[Records contained in a dataset]
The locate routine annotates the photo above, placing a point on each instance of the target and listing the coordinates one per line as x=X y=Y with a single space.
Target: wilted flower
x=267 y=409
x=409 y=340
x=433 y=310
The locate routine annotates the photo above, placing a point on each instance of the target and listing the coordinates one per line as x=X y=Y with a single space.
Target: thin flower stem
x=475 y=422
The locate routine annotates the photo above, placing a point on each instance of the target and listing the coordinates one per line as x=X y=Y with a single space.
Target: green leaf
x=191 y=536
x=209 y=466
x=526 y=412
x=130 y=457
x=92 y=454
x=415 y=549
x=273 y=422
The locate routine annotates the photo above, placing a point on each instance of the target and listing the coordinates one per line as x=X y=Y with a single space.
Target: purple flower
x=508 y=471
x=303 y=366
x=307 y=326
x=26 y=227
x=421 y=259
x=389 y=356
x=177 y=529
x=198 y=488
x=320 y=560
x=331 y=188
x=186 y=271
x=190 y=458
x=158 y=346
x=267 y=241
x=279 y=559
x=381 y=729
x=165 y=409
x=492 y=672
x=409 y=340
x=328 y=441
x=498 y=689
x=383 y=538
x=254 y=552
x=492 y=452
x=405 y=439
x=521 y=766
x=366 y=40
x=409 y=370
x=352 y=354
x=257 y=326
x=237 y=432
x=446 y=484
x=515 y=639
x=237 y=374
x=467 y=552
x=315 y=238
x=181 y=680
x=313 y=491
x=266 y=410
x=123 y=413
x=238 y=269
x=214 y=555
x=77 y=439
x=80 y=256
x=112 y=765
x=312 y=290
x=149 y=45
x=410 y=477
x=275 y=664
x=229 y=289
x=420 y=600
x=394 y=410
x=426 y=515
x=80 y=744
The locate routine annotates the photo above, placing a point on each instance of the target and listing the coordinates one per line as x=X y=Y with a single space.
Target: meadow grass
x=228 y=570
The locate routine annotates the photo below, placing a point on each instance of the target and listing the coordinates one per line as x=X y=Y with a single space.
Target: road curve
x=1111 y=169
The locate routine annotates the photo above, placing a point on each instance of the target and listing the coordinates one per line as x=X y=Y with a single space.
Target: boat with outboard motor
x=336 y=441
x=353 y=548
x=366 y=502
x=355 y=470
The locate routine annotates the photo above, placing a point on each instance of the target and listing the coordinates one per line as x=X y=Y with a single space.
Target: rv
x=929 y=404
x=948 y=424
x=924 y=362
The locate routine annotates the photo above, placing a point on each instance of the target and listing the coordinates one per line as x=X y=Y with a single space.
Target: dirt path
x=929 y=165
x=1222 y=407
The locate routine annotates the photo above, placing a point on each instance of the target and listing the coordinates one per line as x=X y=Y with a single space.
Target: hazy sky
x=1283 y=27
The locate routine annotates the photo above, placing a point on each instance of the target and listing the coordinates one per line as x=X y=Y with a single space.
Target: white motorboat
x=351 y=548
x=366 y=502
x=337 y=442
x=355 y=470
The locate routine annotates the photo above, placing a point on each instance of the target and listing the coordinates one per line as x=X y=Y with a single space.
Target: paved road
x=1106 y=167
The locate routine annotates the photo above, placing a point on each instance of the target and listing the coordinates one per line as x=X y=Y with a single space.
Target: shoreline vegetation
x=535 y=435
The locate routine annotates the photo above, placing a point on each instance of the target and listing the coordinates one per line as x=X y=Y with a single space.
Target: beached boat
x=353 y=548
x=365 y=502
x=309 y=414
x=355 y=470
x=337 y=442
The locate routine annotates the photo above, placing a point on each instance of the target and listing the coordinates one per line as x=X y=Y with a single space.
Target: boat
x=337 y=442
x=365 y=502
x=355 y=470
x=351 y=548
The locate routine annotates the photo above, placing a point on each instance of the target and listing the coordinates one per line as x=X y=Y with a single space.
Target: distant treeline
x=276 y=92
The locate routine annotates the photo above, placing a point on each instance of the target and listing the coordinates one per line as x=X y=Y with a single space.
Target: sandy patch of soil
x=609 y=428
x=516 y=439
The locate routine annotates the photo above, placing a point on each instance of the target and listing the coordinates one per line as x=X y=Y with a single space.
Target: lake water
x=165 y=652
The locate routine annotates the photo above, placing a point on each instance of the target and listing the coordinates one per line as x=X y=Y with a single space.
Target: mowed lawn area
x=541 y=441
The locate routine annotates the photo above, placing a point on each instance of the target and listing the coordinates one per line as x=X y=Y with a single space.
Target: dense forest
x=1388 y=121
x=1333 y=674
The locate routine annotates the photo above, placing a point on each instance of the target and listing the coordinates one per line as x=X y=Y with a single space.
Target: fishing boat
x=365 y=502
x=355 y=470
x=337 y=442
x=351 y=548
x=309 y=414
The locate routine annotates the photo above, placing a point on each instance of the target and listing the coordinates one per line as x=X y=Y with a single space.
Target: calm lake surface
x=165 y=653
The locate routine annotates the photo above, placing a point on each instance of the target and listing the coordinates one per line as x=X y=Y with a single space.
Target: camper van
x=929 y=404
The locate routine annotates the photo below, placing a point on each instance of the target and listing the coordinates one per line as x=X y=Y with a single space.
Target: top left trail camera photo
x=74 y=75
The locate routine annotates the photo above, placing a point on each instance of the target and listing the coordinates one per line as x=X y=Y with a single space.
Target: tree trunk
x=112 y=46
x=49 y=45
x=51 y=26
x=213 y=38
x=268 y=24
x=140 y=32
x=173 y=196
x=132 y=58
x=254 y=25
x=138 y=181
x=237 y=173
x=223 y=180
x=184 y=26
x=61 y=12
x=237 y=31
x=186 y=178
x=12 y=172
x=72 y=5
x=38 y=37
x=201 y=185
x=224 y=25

Task description
Retype the entries exactly; leave nothing out.

Output of the exercise
The locate routine annotates the photo above, placing a point on each instance of the target and listing the coordinates one per line as x=X y=Y with a single space.
Target: wilted flower
x=267 y=409
x=409 y=340
x=433 y=310
The locate routine annotates the photo above, placing a point on each instance of the target and listing the coordinates one per line as x=X y=Y with a single space.
Target: thin flower stem
x=475 y=422
The locate routine annotates the photo above, placing a point on each instance of the target and listing the coordinates one per line as x=X y=Y with a single space.
Target: green leaf
x=191 y=536
x=209 y=466
x=526 y=412
x=130 y=457
x=92 y=454
x=415 y=549
x=273 y=422
The locate routine annotates the photo above, placing a point on each instance of the target and listing the coordinates one per line as x=X y=Y with a single space.
Target: purple flower
x=508 y=471
x=303 y=366
x=307 y=326
x=26 y=227
x=421 y=259
x=389 y=356
x=177 y=529
x=198 y=488
x=320 y=560
x=331 y=188
x=186 y=271
x=190 y=458
x=158 y=346
x=267 y=241
x=279 y=559
x=381 y=729
x=165 y=409
x=492 y=672
x=409 y=340
x=328 y=441
x=498 y=689
x=383 y=538
x=254 y=552
x=492 y=452
x=405 y=439
x=521 y=766
x=366 y=40
x=409 y=370
x=352 y=354
x=257 y=326
x=237 y=432
x=446 y=484
x=515 y=639
x=237 y=374
x=467 y=552
x=315 y=238
x=181 y=680
x=313 y=491
x=266 y=410
x=123 y=413
x=238 y=269
x=214 y=555
x=77 y=439
x=80 y=256
x=112 y=765
x=312 y=290
x=149 y=45
x=410 y=477
x=275 y=664
x=229 y=289
x=420 y=600
x=394 y=410
x=426 y=515
x=80 y=744
The locate routine annotates the photo above, placing a point on each instance of the target and listing the coordinates one per line as x=X y=Y with a single space.
Target: meadow grass
x=228 y=570
The locate routine annotates the photo below, placing a point on each instance of the target and listing the coordinates one per line as x=X y=Y with a single space.
Target: road curve
x=1111 y=169
The locate routine annotates the photo above, placing a point on each instance of the target and listing the coordinates one per line as x=X y=Y with a single space.
Target: boat with outboard motor
x=336 y=441
x=353 y=548
x=366 y=502
x=355 y=470
The locate routine annotates the photo above, placing a point on each instance of the target and listing the coordinates one per line as x=X y=Y with a single space.
Target: rv
x=929 y=404
x=948 y=424
x=924 y=362
The locate routine annotates the photo above, placing a point on each instance of the target and listing the coordinates one per line as x=X y=Y with a single space.
Target: dirt path
x=929 y=165
x=1222 y=407
The locate routine annotates the photo above, placing a point on each instance of the target and listing the coordinates one per line as x=X y=Y with a single space.
Target: hazy sky
x=1283 y=27
The locate routine annotates the photo above, placing a point on each instance of the target and listing the coordinates one per line as x=X y=Y with a single space.
Target: white motorboat
x=351 y=548
x=366 y=502
x=337 y=442
x=355 y=470
The locate routine annotates the photo above, placing a point on each instance of the target and listing the coordinates one per line as x=X y=Y with a single space.
Target: paved road
x=1106 y=167
The locate routine annotates the photo above, placing a point on each instance of the target and listing the coordinates one per line as x=X y=Y with a single space.
Target: shoreline vegetation
x=535 y=435
The locate routine annotates the photo above, placing a point on each instance of the target and listing the coordinates one per line as x=X y=Y with a single space.
Target: beached boat
x=353 y=548
x=365 y=502
x=309 y=414
x=355 y=470
x=337 y=442
The locate routine annotates the photo above, placing a point on each instance of the target and listing the coordinates one per line as x=X y=Y with a single space.
Target: boat
x=337 y=442
x=365 y=502
x=355 y=470
x=351 y=548
The locate routine annotates the photo above, placing a point on each instance of the target and listing the coordinates one per line as x=X y=Y with a single space.
Target: distant treeline
x=276 y=92
The locate routine annotates the photo above, placing a point on each instance of the target and listing the coordinates one per line as x=X y=Y with a single space.
Target: sandy patch of soil
x=609 y=428
x=516 y=439
The locate routine annotates the photo above, placing a point on each instance of the target and listing the coordinates one per line as x=X y=Y with a single space.
Target: lake water
x=165 y=652
The locate routine annotates the photo above, placing a point on each instance of the target and listing the coordinates one per line as x=X y=Y with a single space.
Target: mowed lawn area
x=541 y=441
The locate routine annotates the photo above, placing a point on each instance of the target and listing the coordinates one per line as x=X y=Y with a single space.
Target: dense forest
x=1388 y=121
x=1333 y=674
The locate routine annotates the photo above, placing a point on each instance of the target and listing the coordinates one per line as x=X y=Y with a single space.
Target: fishing boat
x=365 y=502
x=355 y=470
x=337 y=442
x=351 y=548
x=309 y=414
The locate routine annotates the photo above, placing a point on each instance of the target and listing the coordinates one per line as x=X y=Y with a single space.
Target: calm lake surface
x=165 y=653
The locate routine annotates the photo above, placing a point on each instance of the target and listing the coordinates one per line as x=X y=Y with a single space.
Target: camper van
x=929 y=404
The locate routine annotates the photo below, placing a point on each instance of the target and listing the coordinates one per line as x=X y=Y with a single space.
Target: top left trail camera photo
x=74 y=75
The locate routine annotates the photo above, placing a point on each instance of the target and listing the coordinates one per line as x=X y=Y with a single space.
Target: tree trunk
x=112 y=46
x=49 y=45
x=51 y=26
x=213 y=38
x=268 y=24
x=140 y=32
x=173 y=196
x=132 y=58
x=254 y=25
x=138 y=181
x=237 y=173
x=223 y=180
x=184 y=26
x=61 y=12
x=237 y=31
x=186 y=178
x=12 y=172
x=72 y=5
x=38 y=37
x=201 y=185
x=224 y=25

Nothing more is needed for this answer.